Tarea | Por favor, copia el pasaje del texto citado que empieza con "Su pensamiento y" y sigue hasta "tradición en Puno.", y cambia "maestro" por "educador".

Texto citado |
##############################

Su pensamiento y práctica pedagógica la realizó en la Escuela
881, la más pobre de su región, en Puno, convirtiendo a los 83
egresados no solo en profesionales de éxito –de lo cual no se
preciaba– sino de personalidades del mundo artístico, científico,
político y empresarial que abrazaron la causa del indio en el Perú.
Fue un maestro visionario. Sus ideas pedagógicas tienen
extraordinaria vigencia y otras solo a futuro serán reconocidas.
Fundó la Universidad Nacional de Educación La Cantuta. Fue un
hombre honesto, incorruptible y con un amor profundo al niño, al
indio y a su tierra natal. Esos fueron sus tres grandes amores.
Los primeros días de enero de 1999 fui invitado por la señora
Aurora Encinas Franco –hermana de José Antonio– a participar en
el bautizo de una guagua de pan, en su casa de San Isidro, ceremonia
de mucha tradición en Puno.

##############################

Material sin procesar |
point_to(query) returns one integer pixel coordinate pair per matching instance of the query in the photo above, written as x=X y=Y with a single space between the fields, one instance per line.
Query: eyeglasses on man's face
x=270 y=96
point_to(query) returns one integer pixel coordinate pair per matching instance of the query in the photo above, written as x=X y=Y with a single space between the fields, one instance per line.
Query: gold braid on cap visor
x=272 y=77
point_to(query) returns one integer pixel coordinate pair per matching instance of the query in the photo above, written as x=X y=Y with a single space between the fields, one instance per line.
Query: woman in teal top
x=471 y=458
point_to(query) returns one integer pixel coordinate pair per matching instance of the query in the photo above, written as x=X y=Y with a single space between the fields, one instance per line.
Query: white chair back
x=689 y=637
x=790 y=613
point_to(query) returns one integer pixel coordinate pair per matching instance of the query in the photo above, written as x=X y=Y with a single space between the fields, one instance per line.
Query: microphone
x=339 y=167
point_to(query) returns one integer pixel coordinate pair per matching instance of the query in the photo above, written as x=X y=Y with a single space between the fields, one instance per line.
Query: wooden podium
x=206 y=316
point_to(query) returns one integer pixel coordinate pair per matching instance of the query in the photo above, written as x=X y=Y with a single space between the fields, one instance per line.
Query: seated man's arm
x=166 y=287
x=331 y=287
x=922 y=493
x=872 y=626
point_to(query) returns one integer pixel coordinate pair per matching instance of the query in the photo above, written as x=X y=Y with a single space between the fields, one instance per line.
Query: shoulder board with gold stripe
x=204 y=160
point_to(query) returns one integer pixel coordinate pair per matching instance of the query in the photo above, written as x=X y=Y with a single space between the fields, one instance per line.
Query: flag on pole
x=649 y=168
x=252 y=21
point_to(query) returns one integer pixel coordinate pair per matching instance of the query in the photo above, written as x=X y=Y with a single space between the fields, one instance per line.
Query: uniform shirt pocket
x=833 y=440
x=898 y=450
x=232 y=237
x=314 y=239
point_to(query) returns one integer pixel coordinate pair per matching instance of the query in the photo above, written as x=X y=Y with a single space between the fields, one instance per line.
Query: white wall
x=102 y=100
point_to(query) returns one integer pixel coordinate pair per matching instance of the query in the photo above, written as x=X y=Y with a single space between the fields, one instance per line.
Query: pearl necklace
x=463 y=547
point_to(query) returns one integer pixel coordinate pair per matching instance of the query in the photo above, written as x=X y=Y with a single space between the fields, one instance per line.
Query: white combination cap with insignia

##############################

Resultado de la tarea |
Su pensamiento y práctica pedagógica la realizó en la Escuela
881, la más pobre de su región, en Puno, convirtiendo a los 83
egresados no solo en profesionales de éxito –de lo cual no se
preciaba– sino de personalidades del mundo artístico, científico,
político y empresarial que abrazaron la causa del indio en el Perú.
Fue un educador visionario. Sus ideas pedagógicas tienen
extraordinaria vigencia y otras solo a futuro serán reconocidas.
Fundó la Universidad Nacional de Educación La Cantuta. Fue un
hombre honesto, incorruptible y con un amor profundo al niño, al
indio y a su tierra natal. Esos fueron sus tres grandes amores.
Los primeros días de enero de 1999 fui invitado por la señora
Aurora Encinas Franco –hermana de José Antonio– a participar en
el bautizo de una guagua de pan, en su casa de San Isidro, ceremonia
de mucha tradición en Puno.